(Raw rows):

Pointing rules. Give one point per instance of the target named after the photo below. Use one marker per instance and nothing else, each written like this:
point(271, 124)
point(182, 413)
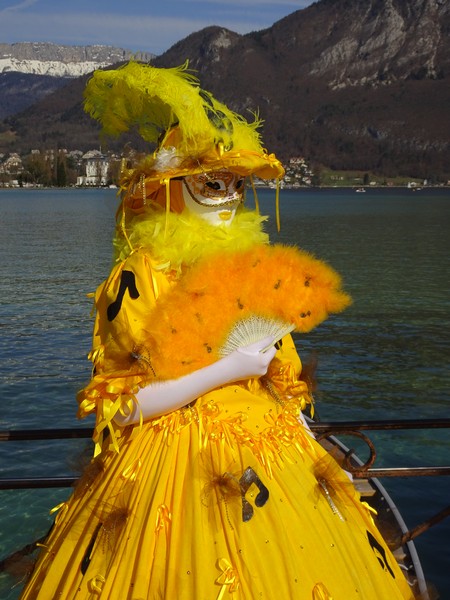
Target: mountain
point(31, 71)
point(349, 84)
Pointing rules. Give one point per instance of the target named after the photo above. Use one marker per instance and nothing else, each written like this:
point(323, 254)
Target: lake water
point(386, 357)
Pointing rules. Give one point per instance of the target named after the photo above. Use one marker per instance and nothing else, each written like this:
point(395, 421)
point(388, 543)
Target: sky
point(136, 25)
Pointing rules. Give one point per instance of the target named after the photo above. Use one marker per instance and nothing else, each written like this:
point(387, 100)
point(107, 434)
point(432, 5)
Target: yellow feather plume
point(156, 100)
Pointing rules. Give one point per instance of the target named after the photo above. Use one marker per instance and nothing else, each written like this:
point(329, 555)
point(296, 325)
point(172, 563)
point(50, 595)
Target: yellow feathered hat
point(194, 133)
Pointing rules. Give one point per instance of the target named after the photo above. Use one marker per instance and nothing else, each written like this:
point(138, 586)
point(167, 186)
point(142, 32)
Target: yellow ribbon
point(132, 470)
point(96, 584)
point(227, 578)
point(320, 592)
point(63, 507)
point(163, 518)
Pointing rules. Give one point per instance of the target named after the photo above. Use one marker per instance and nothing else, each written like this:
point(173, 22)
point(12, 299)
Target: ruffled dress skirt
point(229, 498)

(TASK INSTRUCTIONS): Substitute "water surface" for "lake water" in the rows, starting at the first row and ending at the line that contains "point(136, 25)". Write out those lines otherwise unchanged and leave the pictures out.

(TASK RESULT):
Pointing rules. Give one point per instance of the target named after the photo below. Use one marker per instance and nothing else, each written like this:
point(271, 124)
point(182, 413)
Target: mountain
point(31, 71)
point(349, 84)
Pointing rules. Give one point per instance of the target named after the photo above. Use one marker per instance and nothing else, each written like this:
point(323, 254)
Target: water surface
point(386, 357)
Pointing rules. Give one point per instance of the target named after the photo above. Use one marker per instance and nothing else, each written like this:
point(395, 421)
point(388, 543)
Target: sky
point(136, 25)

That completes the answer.